> TASK GOAL
Extend the court order on the milkshake blender patent dispute, picking up right after its final sentence.

> DOCUMENT SEGMENT
###

United States District Court, D. Delaware

April 12, 2019

F'REAL FOODS, LLC and RICH PRODUCTS CORPORATION, Plaintiffs,
v.
HAMILTON BEACH BRANDS, INC. and HERSHEY CREAMERY COMPANY, Defendants.

          MEMORANDUM ORDER

          CONNOLLY, UNITED SPATES DISTRICT JUDGE

         In a single filing (D.I. 169), Plaintiffs have asked the Court to grant six motions for summary judgment. Having reviewed the briefing filed by the parties in support and opposition to D.I. 169 and heard oral argument, and mindful of the fast-approaching trial date, I will address in this Memorandum Order Plaintiffs' motion for summary judgment on the issue of direct infringement by Defendants Hamilton Beach Brands, Inc. and Hershey Creamery Company of claim 15 of U.S. Patent No. 7, 144, 150 (the "#150 patent"). (I will endeavor to issue expeditiously rulings on the remaining pending summary judgment motions.) For the reasons discussed below, I will grant Plaintiffs' motion.

         1. Plaintiffs seek summary judgment of direct infringement of claim 15 of the #150 patent based on (1) Hamilton Beach's importation, use, and sales of three of the accused milkshake blenders (the MIC2000, BIC2000, and BIC3000-DQ); and (2) Hershey's sales and use of the MIC2000 blender and demonstration of those blenders by Hershey employees. D.I. 170 at 25.

         2. It is undisputed that, except for one claim term, the blenders in question read on every element of claim 15 of the #150 patent. The parties dispute only whether the blenders have and use a "rinse chamber having an entrance and a door moveable to a closed position covering the entrance." See D.I. 170 at 27; D.I. 195 at 12-13.

         3. Judge Sleet, who originally presided over this case, ruled after claim construction briefing and oral argument that "rinse chamber" is "an enclosure in which a rinse apparatus is positioned to provide rinsing." D.I. 83 at 1.

###

> STORED DATA

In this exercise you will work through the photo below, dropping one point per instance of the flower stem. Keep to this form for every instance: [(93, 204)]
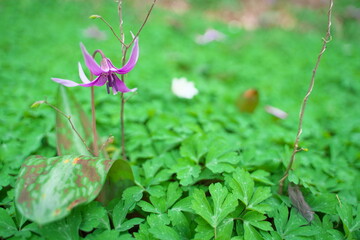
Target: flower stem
[(68, 117), (304, 102), (93, 114)]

###

> OUTPUT FOR THIS EXERCISE
         4. Photographs and videos make clear beyond doubt that each of the accused products has a rinse chamber (as defined by Judge Sleet) that has an entrance and a door moveable to a closed position covering the entrance. Indeed, Defendants do not dispute Plaintiffs' contention that in each of the accused products there is an enclosure with a door moveable to a closed position covering the entrance and in which a rinse apparatus is positioned to provide rinsing.

         5. Defendants argue, however, that this enclosure is an "outer door assembly ... that is unrelated to rinsing and instead provided for safety reasons to prevent access to cup access location during operation." D.I. 195 at 12 n.8. Defendants point to the fact that the rinsing in their blenders occurs after a topped cylinder with an open bottom is lowered to sit on top of the drain in the enclosure and effectively form a cylindrical chamber within the enclosure. Defendants argue that this cylindrical chamber is the rinsing chamber and that therefore, since the cylindrical chamber does not have a door, the rinsing chamber does not meet the elements of claim 15.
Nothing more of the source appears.